Scan the entries for the string "instance" and give the number of lines that have it, nothing further.

Saved data entries:
---
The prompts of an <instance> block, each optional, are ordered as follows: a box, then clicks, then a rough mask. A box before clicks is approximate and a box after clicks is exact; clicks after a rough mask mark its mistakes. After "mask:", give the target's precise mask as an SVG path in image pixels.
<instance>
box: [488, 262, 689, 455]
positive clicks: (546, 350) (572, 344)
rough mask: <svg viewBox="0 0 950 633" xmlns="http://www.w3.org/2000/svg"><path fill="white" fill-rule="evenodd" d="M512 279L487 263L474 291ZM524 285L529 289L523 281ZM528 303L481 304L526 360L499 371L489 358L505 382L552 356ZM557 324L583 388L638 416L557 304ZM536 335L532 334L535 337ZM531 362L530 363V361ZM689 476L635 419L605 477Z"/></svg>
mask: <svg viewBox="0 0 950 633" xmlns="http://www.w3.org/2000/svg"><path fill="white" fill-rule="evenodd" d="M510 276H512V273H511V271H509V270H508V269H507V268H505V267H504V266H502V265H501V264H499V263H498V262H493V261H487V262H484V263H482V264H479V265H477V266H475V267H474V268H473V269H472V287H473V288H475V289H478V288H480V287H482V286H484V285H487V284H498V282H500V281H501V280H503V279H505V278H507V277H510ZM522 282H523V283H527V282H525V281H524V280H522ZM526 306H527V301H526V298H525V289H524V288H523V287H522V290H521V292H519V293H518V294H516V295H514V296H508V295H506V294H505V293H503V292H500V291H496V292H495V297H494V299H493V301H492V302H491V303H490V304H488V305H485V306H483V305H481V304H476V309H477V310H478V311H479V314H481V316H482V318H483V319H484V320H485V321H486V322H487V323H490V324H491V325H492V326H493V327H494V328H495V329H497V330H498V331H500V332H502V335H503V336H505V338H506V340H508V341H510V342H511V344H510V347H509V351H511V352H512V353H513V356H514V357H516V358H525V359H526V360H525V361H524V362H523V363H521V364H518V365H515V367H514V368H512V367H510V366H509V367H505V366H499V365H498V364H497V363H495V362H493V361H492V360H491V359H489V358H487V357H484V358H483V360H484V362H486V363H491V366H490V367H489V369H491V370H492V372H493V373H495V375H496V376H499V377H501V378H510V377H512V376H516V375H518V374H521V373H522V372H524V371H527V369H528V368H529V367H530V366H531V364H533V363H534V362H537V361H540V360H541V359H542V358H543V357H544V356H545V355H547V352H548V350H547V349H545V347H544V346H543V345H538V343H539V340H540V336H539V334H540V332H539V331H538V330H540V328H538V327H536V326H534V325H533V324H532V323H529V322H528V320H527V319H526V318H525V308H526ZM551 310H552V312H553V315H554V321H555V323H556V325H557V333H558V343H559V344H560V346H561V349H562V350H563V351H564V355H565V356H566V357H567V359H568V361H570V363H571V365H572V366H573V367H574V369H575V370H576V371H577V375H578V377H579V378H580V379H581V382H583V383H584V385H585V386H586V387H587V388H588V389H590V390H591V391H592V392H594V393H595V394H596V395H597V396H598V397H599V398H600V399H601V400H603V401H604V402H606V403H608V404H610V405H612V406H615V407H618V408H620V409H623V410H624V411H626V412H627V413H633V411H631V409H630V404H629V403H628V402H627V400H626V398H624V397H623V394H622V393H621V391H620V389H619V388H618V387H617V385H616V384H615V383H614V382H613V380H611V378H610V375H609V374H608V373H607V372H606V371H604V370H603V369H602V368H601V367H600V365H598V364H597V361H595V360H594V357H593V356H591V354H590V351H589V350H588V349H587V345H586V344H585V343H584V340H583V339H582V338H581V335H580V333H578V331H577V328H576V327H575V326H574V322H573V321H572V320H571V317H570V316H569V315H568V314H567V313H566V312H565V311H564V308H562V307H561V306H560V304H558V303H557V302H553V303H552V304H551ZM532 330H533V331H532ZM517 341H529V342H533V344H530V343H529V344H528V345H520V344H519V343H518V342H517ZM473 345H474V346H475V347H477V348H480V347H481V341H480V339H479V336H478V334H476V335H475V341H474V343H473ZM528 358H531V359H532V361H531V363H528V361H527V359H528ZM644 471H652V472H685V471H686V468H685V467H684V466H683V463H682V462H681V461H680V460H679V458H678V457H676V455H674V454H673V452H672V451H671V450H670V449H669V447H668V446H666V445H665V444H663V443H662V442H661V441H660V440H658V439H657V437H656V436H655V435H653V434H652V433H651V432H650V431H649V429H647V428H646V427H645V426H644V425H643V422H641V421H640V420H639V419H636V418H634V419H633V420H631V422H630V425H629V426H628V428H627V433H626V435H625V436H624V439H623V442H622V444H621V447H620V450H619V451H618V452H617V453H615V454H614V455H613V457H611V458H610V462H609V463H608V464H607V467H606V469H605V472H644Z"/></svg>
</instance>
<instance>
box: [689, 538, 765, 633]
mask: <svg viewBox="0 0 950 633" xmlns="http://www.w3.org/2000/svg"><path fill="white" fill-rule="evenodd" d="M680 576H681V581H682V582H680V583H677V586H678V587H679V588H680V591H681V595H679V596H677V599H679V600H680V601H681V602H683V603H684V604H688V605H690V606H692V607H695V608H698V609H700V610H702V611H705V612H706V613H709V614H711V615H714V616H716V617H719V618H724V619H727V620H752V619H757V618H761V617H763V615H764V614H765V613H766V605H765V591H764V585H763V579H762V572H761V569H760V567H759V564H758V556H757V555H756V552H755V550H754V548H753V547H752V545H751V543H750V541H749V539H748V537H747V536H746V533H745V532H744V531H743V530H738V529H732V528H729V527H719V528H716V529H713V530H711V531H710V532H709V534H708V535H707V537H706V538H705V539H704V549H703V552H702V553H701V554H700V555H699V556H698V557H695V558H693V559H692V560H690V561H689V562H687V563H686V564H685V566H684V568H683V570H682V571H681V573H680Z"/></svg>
---
Written response:
4